Count the lines in the data below that contain the string "white", and reply with only the number.

═══ Entries provided

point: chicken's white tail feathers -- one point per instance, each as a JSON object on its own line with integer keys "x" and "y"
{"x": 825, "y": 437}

══════
═══ Entries provided

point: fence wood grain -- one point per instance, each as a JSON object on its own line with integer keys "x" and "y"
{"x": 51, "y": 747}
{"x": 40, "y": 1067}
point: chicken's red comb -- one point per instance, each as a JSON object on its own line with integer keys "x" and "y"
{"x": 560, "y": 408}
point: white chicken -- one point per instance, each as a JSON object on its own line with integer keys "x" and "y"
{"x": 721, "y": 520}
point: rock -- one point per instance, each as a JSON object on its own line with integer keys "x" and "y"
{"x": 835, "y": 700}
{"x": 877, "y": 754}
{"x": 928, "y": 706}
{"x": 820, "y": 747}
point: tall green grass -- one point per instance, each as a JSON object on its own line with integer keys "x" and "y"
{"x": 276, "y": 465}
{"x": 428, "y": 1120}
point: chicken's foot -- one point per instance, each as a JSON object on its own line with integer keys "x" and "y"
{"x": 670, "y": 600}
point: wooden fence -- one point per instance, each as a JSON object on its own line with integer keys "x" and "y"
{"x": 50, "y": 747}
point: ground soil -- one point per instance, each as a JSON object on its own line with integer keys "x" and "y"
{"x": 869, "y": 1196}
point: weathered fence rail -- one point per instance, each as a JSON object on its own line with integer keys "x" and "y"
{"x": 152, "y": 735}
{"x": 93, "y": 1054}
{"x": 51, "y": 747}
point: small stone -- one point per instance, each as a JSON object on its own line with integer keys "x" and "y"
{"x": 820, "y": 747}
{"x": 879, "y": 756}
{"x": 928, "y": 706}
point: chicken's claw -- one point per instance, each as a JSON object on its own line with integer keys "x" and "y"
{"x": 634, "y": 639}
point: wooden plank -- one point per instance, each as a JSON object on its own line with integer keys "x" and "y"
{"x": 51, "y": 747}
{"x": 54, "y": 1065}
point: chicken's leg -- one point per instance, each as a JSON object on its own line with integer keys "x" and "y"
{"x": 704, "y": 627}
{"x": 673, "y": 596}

══════

■ Task result:
2